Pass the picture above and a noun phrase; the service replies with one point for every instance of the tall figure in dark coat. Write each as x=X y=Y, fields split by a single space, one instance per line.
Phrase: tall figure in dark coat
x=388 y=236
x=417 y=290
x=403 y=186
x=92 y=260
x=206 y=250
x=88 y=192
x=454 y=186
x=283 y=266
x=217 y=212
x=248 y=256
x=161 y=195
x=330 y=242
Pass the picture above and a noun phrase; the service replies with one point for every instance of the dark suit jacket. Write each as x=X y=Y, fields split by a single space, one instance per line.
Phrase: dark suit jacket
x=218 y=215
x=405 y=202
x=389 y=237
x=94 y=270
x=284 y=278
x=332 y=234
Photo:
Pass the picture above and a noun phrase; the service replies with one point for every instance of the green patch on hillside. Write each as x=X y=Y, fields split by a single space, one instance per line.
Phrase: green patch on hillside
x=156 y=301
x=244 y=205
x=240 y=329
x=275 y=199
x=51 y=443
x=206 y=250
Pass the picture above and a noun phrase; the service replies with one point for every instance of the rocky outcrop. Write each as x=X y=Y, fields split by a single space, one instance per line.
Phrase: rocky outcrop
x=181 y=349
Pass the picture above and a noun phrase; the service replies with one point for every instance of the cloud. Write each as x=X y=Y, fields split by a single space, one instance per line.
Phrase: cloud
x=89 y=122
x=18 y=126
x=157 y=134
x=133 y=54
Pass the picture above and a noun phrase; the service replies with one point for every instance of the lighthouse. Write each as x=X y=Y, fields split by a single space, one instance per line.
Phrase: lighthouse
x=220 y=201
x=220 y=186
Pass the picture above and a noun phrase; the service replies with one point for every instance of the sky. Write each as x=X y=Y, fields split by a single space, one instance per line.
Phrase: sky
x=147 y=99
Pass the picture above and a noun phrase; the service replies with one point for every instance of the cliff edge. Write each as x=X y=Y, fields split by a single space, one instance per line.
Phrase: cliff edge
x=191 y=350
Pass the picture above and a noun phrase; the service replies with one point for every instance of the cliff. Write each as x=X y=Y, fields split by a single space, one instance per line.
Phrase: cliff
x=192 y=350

CHALLENGE: Return verbatim every line from the one containing "of the cliff." through the final line of the entries, inclusive.

EXERCISE ANSWER:
Pass the picture above and a noun phrase; the service replies with one point for every instance of the cliff. Write each as x=X y=Y, fields split by a single space, one instance per line.
Phrase: cliff
x=192 y=350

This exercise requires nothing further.